### GOAL 1
Name every person mentioned in the passage below on the Conservatives in Wales, listing each one once.

### EXCERPT TO READ

In the 103 years that have passed since the end of the first world war, the Conservatives have occupied the UK Government for most of them.

Clement Atlee, Harold Wilson and Tony Blair are the only men who have been able to keep them out of office for longer than a single parliamentary term.

Yet, despite their near hegemonic position in England at times, the Conservatives have never replicated that success in Wales.

Since 1885, the Tories have never won the greatest share of seats in a General Election in Wales.

The same is true in Wales since the creation of the Senedd in 1999. Never have the Welsh Conservatives made serious inroads into electoral success; never have they occupied a Senedd government.

The Conservatives, by name and nature, are a ‘unionist’ party. They campaigned against devolution in 1979 and again  in 1997.

But following Wales’ ‘Yes’ vote late in the twentieth century, it was evident the party had to adapt.

From anti-devolution to reluctant acceptance

The National Wales: Wales did say 'yes', just. As the architects of devolution, Labour had a head start. Wales did say 'yes', just. As the architects of devolution, Labour had a head start.

The Tories campaigned against devolution in the 1979 St David’s Day devolution referendum in Wales. A successful ‘no’ vote, when over 79 per cent of the Welsh population voted against a shift to autonomy, was interpreted by the Conservatives as a rejection of devolution once and for all.

The issue was off the table, Mrs Thatcher came to power a couple of months later, and devolution was buried.

Fast forward a couple of decades, however, with a Labour victory in the 1997 UK General Election on the horizon, and devolution was firmly back on the agenda.

Interestingly, William Hague quizzed Tony Blair on plans to offer Wales a weaker form of devolution than Scotland, asking in the UK Parliament in 1996: “Why are your plans for Scotland and Wales so different?”

Labour’s lack of a convincing response made the charge stick. The Welsh being treated as second-rate became one of the key messages of the Conservative’s referendum campaign.

In fact, the Tories opted for this approach in Wales as opposed to a full-blown rallying call of unionism, muted by the belief that fear of devolution causing the break-up of the UK would no longer spook the electorate.

### GIVEN DATA
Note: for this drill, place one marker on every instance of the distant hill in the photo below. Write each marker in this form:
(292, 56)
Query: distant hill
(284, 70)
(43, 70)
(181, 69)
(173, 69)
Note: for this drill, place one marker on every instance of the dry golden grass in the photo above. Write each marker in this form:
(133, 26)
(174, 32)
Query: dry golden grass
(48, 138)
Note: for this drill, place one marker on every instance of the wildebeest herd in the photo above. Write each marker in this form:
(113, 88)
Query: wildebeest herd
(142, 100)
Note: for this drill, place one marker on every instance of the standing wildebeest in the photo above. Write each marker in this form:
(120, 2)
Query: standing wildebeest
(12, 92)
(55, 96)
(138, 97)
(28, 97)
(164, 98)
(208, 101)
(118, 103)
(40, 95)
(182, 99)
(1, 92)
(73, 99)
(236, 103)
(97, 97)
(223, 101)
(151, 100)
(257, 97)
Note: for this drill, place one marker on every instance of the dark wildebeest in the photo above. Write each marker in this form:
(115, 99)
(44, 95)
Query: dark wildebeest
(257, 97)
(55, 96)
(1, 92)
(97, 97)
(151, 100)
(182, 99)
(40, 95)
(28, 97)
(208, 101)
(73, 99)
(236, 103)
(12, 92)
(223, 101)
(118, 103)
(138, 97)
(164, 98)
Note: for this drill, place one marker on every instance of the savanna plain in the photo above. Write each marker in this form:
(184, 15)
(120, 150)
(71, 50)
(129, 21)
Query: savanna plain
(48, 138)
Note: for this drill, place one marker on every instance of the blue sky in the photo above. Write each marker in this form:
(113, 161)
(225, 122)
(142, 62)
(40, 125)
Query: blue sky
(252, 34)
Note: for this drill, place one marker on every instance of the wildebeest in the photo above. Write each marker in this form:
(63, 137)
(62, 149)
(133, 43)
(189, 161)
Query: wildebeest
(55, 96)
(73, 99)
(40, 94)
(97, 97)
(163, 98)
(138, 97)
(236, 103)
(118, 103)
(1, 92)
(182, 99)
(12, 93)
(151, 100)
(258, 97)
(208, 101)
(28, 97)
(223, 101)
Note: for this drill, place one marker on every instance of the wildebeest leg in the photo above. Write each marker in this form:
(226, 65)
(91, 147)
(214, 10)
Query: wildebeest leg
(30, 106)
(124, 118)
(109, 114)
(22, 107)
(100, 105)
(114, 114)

### GOAL 2
Copy out the part of the records that begins with the line containing "the wildebeest leg" and runs to the end of the records, including both the first and last lines.

### OUTPUT 1
Clement Atlee, Harold Wilson, Tony Blair, Mrs Thatcher, William Hague

### OUTPUT 2
Note: for this drill, place one marker on every instance of the wildebeest leg in the photo above. Write each marker in this form:
(226, 65)
(91, 147)
(214, 10)
Query: wildebeest leg
(30, 106)
(124, 118)
(109, 114)
(22, 107)
(100, 105)
(114, 114)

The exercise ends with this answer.